▶ TO BE DONE: Exactly as given, write out the lines from the one containing "Objective: one point per instance of the ambulance rear wheel" through the end of the listing, with both ends included and nothing else.
::: DATA EXTRACT :::
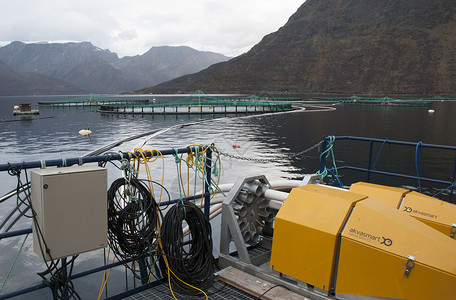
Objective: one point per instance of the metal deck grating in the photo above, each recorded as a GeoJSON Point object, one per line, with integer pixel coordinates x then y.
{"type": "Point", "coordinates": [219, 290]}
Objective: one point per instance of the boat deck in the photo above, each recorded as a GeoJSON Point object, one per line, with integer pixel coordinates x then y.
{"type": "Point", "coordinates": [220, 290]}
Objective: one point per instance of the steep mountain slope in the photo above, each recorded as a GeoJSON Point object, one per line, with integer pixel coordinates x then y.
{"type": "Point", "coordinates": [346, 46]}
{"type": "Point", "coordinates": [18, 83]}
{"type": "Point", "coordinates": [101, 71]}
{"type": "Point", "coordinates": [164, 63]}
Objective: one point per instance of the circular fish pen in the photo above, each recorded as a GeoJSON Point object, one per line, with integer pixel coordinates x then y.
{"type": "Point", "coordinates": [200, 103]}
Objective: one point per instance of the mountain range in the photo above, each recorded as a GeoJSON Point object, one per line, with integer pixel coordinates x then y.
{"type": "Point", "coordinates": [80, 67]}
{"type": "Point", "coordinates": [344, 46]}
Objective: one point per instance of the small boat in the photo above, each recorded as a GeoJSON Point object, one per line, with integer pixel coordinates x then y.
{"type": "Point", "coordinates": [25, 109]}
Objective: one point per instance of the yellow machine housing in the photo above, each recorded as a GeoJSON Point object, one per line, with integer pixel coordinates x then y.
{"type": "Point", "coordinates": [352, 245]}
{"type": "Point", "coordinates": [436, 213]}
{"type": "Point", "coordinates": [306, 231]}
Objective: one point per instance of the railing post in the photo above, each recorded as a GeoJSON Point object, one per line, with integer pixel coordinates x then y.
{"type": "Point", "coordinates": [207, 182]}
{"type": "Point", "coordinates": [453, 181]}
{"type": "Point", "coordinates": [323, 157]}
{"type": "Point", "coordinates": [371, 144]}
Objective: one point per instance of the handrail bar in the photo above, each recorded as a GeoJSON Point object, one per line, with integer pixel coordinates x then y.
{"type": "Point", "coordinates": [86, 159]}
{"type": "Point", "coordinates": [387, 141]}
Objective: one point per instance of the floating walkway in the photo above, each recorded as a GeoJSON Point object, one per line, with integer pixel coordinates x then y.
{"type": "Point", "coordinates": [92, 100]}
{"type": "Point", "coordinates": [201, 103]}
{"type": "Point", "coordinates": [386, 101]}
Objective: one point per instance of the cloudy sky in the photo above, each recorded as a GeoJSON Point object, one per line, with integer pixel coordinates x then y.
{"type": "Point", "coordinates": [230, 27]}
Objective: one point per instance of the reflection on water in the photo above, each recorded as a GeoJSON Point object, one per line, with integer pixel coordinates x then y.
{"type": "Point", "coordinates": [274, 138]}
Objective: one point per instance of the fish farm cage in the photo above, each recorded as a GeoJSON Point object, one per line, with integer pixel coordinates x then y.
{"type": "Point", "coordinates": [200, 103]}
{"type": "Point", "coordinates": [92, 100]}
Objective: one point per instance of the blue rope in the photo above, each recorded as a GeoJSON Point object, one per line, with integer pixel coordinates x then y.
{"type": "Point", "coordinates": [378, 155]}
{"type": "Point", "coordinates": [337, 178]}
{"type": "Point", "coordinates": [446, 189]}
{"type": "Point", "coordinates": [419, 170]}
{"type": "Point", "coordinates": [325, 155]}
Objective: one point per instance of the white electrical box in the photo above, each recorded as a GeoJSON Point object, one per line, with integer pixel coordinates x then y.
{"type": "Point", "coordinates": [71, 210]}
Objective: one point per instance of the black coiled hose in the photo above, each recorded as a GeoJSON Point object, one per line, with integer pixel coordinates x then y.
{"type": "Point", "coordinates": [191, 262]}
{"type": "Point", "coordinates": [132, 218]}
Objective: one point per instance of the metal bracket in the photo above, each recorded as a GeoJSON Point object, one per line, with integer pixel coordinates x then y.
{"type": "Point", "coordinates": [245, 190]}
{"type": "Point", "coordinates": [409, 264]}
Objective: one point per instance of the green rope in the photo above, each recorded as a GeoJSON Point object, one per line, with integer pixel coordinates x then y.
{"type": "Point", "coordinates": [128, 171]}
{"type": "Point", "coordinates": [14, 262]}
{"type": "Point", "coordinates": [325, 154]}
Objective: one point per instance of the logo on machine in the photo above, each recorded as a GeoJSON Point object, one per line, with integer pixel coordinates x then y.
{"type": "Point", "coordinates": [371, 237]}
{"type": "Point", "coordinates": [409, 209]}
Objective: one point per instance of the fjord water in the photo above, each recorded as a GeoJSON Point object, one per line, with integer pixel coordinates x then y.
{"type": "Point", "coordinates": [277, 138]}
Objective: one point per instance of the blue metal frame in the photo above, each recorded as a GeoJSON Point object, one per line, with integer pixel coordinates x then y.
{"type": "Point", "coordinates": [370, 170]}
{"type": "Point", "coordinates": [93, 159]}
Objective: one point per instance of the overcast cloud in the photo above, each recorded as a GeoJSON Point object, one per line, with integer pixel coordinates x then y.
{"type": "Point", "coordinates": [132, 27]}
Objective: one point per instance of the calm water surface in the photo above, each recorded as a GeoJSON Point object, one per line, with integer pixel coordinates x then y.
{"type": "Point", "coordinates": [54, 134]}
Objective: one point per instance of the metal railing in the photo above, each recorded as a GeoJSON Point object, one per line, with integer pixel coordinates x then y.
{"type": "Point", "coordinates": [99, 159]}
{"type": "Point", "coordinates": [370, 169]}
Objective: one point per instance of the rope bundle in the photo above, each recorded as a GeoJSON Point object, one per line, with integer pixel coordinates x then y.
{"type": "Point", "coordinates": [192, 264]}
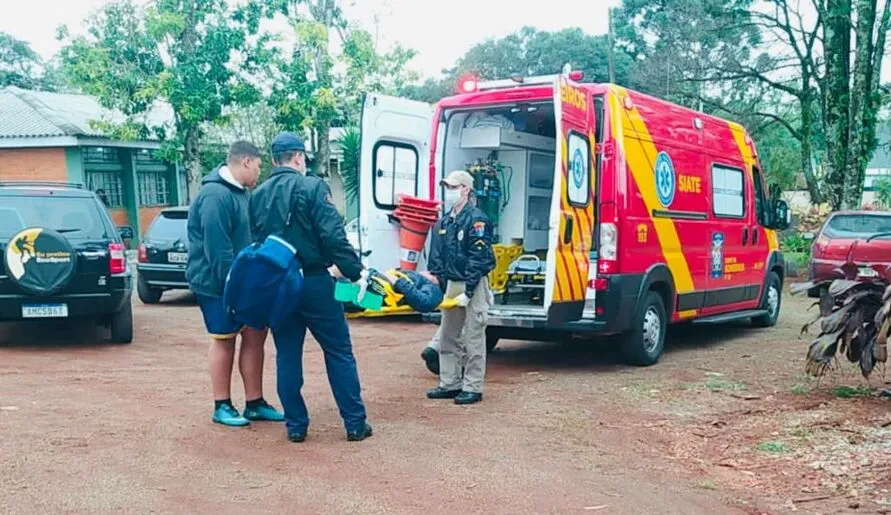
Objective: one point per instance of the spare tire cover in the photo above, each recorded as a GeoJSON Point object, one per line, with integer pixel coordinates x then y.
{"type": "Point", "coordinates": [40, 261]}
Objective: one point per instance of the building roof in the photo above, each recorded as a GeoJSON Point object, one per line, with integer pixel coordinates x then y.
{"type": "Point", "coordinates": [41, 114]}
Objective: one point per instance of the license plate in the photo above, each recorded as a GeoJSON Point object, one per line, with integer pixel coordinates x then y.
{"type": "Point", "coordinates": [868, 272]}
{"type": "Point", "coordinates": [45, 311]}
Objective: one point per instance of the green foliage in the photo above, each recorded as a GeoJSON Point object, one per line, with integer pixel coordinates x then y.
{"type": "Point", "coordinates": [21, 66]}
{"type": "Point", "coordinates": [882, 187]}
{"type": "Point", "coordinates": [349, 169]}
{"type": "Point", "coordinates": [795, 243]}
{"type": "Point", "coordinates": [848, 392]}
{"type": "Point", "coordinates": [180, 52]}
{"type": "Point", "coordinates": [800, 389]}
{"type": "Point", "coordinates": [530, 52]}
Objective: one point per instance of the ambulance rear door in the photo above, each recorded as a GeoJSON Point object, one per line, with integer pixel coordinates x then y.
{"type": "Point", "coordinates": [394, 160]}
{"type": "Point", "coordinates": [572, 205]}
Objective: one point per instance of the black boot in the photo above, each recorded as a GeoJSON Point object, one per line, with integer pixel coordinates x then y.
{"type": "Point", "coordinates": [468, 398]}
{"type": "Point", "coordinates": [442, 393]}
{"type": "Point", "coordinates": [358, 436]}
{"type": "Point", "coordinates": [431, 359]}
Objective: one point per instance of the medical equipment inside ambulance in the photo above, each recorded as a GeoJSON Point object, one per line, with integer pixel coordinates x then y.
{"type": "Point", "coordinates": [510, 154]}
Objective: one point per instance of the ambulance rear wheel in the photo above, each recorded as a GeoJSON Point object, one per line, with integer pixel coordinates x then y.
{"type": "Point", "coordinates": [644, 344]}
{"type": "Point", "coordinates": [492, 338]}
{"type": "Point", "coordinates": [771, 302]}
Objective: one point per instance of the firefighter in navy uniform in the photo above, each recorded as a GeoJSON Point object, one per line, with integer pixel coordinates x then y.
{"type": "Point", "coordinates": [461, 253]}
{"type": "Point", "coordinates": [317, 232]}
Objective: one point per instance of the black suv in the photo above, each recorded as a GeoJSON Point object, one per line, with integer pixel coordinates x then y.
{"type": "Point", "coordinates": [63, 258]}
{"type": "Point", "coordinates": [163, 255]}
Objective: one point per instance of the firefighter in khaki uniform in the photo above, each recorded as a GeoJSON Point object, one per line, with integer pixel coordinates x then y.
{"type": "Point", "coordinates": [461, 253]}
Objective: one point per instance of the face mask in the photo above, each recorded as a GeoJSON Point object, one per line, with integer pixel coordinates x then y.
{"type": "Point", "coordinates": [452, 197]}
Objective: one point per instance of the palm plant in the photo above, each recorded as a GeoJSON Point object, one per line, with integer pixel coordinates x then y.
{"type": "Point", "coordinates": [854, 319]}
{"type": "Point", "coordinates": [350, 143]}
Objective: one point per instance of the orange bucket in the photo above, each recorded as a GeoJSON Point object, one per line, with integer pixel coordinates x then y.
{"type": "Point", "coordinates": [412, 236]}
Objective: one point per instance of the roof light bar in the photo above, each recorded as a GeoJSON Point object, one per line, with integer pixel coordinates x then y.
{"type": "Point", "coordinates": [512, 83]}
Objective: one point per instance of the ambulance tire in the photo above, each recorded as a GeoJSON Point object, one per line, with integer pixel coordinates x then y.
:::
▶ FINAL ANSWER:
Objective: one point per instance of the ambulance rear wheel in the photo above, each recorded as a GeoJSON Point object, one per line, with integer pixel coordinates x then y.
{"type": "Point", "coordinates": [644, 344]}
{"type": "Point", "coordinates": [492, 338]}
{"type": "Point", "coordinates": [771, 302]}
Objective: one point per instance of the firefighter in navy uniform in the photo above, each recorded as a GeoJSON Point object, one per line, with integer pixel coordinates x then y.
{"type": "Point", "coordinates": [461, 253]}
{"type": "Point", "coordinates": [317, 232]}
Objective: one point per instance of the black suv in the photo above, each recorded as a GeoJSON Point object, one per line, with integer pixel coordinates x then y.
{"type": "Point", "coordinates": [63, 258]}
{"type": "Point", "coordinates": [163, 255]}
Objective: one point per instance of the firefighter in khaki uniform in the photo above, each recorded as a GeoJSON Point object, one per line, with integer pixel coordinates x then y.
{"type": "Point", "coordinates": [461, 253]}
Objective: one point per instance of the face mask in the photo above, each recorded as a GeoJSON Point object, one per line, with integer pixel coordinates x then y.
{"type": "Point", "coordinates": [452, 197]}
Objective: one point per instance of the palm plant in the photo above, each recorded as a GeoJSON Point object, one per line, with integer pixel coordinates x then y.
{"type": "Point", "coordinates": [854, 319]}
{"type": "Point", "coordinates": [350, 143]}
Objective: one point per instance of the orange bucket in the photo above, each recorded as a GeoJSON Point object, one per line, with integer pixel coordinates x then y.
{"type": "Point", "coordinates": [412, 236]}
Objective: one point per instance of the roof light bar in the photo above, each recorded as a GeoJSON Point object, one per line, with integer pixel coordinates x then y.
{"type": "Point", "coordinates": [512, 83]}
Objective: one point per instance of the ambulance tire in the photo above, each recorded as a GeoJSON Point object, one per line, with integer pixel coordinates x then y.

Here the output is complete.